>>>>
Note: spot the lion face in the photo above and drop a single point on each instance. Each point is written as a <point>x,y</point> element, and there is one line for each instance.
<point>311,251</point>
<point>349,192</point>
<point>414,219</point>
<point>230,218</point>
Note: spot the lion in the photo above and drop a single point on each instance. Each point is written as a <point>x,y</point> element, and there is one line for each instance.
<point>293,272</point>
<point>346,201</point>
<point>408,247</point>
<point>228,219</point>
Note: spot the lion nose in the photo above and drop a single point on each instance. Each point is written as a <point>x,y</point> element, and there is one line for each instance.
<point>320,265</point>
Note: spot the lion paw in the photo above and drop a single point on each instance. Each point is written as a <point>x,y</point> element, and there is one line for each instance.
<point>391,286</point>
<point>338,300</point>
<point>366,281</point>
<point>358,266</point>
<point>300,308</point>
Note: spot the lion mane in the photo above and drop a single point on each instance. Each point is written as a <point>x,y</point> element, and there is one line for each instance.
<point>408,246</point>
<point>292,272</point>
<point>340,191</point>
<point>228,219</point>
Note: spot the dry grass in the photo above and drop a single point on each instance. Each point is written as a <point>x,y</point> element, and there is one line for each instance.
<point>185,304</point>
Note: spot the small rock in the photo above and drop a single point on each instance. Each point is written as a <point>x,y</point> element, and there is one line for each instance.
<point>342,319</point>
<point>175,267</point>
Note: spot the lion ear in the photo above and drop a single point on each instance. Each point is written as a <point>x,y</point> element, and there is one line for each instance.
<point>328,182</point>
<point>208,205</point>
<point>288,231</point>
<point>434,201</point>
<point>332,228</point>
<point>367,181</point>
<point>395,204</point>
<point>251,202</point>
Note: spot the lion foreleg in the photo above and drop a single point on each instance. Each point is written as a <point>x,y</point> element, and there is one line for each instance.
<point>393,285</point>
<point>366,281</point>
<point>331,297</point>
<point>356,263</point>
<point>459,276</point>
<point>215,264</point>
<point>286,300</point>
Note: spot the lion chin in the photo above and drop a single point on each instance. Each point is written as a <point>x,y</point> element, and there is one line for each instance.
<<<<
(What this task involves): The whole listing needs copying. Write it out exactly.

(Solution for this exercise):
Note: spot the lion face in the photo above and drop a single point on each instance. Each point is written as a <point>x,y</point> element, and there is one line for each instance.
<point>311,251</point>
<point>349,192</point>
<point>414,219</point>
<point>230,218</point>
Note: spot the lion in the photo above and drop a single point on each instance. Each point is written as a <point>x,y</point> element, and there is one line for each instance.
<point>293,272</point>
<point>346,201</point>
<point>408,247</point>
<point>228,219</point>
Note: spot the lion nose in the photo above and drop a single point on each instance. Each point is written as a <point>x,y</point> element, and there is one line for each instance.
<point>320,265</point>
Note: spot the lion paw in the photo above and drop a single point on each instance. Each point is written as a <point>x,y</point> element, and there is one line for each instance.
<point>391,286</point>
<point>338,300</point>
<point>366,281</point>
<point>358,266</point>
<point>300,308</point>
Note: spot the lion mane in the photo above and drop a single point on each instance. Each point is written as a <point>x,y</point> element, and there is one line for each instance.
<point>408,246</point>
<point>292,272</point>
<point>340,191</point>
<point>228,219</point>
Note: spot the dry grass in the photo above and drop a single point on each instance. Each point is written as a <point>x,y</point> element, and there is one line for each instance.
<point>185,304</point>
Note: spot the small rock in the photo above and drop a single point on each instance. Each point is written as a <point>x,y</point> element, and there is one line for each instance.
<point>342,319</point>
<point>175,267</point>
Note: spot the lion ear in the photo above and drop a single point on each instance. Each point is written as a <point>x,y</point> element, and there is one line for each instance.
<point>328,182</point>
<point>208,205</point>
<point>288,231</point>
<point>434,201</point>
<point>332,228</point>
<point>367,181</point>
<point>395,204</point>
<point>251,202</point>
Note: spot the lion foreleg in the photo above and drop a single point on each instance. Each point is written as a <point>x,y</point> element, and there is one line for each instance.
<point>393,285</point>
<point>366,281</point>
<point>331,297</point>
<point>356,263</point>
<point>459,276</point>
<point>215,264</point>
<point>286,300</point>
Note: spot the lion chin in the photo above and drop a single point on each instance. Each point is written as a <point>x,y</point> element, and there is one line for each instance.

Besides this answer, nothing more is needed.